* [AIM OF THE EXERCISE]:
Each line from the one containing "Where can the airy" through the final line of the records is to be repeated exactly, with no additions.

(Referring expression pointing data)
· · · ·

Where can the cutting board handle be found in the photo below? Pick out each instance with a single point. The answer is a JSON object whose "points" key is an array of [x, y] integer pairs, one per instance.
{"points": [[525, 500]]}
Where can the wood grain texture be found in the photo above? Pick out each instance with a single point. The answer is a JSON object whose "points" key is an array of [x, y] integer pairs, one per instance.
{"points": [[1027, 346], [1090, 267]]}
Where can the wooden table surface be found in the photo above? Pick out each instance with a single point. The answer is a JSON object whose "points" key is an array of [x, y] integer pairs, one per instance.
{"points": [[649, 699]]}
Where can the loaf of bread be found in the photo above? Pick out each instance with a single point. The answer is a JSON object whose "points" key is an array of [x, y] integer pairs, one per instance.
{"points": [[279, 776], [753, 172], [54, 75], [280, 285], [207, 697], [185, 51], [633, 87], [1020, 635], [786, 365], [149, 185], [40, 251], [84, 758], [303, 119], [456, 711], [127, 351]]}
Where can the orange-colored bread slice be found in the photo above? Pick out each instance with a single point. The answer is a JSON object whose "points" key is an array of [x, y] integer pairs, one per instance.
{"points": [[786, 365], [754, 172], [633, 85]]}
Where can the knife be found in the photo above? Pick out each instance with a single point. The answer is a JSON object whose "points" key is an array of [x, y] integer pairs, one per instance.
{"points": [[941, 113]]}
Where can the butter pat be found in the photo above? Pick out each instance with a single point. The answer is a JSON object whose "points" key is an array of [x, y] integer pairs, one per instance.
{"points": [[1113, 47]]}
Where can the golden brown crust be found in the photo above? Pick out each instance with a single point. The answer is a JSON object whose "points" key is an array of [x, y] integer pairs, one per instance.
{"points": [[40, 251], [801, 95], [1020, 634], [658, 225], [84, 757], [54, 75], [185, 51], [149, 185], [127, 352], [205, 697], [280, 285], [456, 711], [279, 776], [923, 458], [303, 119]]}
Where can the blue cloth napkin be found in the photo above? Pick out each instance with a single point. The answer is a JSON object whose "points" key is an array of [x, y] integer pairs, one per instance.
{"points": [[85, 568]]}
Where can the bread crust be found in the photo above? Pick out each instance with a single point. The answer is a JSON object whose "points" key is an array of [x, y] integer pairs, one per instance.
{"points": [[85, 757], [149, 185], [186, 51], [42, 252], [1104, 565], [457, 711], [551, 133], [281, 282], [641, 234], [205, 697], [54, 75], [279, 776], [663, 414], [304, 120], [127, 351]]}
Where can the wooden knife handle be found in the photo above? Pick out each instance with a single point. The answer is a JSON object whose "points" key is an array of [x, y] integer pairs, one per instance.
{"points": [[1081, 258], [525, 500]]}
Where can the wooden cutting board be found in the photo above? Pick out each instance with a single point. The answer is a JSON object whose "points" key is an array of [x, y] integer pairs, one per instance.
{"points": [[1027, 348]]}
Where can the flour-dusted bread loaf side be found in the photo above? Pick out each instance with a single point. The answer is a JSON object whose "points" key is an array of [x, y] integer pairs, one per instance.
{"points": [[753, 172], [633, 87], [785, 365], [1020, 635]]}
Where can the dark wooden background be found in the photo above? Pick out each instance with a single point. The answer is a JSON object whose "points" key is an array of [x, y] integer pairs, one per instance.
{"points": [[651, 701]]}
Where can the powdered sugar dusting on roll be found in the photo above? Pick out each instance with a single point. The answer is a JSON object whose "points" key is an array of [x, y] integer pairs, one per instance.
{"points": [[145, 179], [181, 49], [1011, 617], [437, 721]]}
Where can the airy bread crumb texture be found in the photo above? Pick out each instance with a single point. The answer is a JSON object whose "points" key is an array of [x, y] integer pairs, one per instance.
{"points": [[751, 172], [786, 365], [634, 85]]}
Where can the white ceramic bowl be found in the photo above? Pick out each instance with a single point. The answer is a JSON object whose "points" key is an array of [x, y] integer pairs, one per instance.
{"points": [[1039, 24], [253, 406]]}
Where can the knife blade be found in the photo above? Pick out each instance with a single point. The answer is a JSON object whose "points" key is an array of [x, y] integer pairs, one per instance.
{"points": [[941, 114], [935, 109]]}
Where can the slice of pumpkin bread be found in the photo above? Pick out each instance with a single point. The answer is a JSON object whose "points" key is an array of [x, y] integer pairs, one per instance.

· · · ·

* [RESULT]:
Where can the airy bread crumb texture be found in the photo above? Pick out each instance with a single point. The answer is a JSON object whose "points" key is an array of [x, y] integer pairs, one per instance.
{"points": [[751, 172], [786, 365], [634, 85]]}
Where can the white ceramic bowl be found in the photo above? Pick out each instance with a single point. The answer is a JSON object whose "points" key is an array of [x, y] integer pairs, one per instance.
{"points": [[1039, 24], [253, 406]]}
Where can the knife blade be found in the photo above? Pick out each instance with a single point. The answer is a JSON object whose "points" key is an array of [x, y] integer pairs, one per instance.
{"points": [[941, 114], [935, 109]]}
Where can the slice of pumpkin bread be found in the photo above? Pick out each instance with a single point. The answer is a JSON object whose "points" key is an array of [x, y] integer pairs, one per instance.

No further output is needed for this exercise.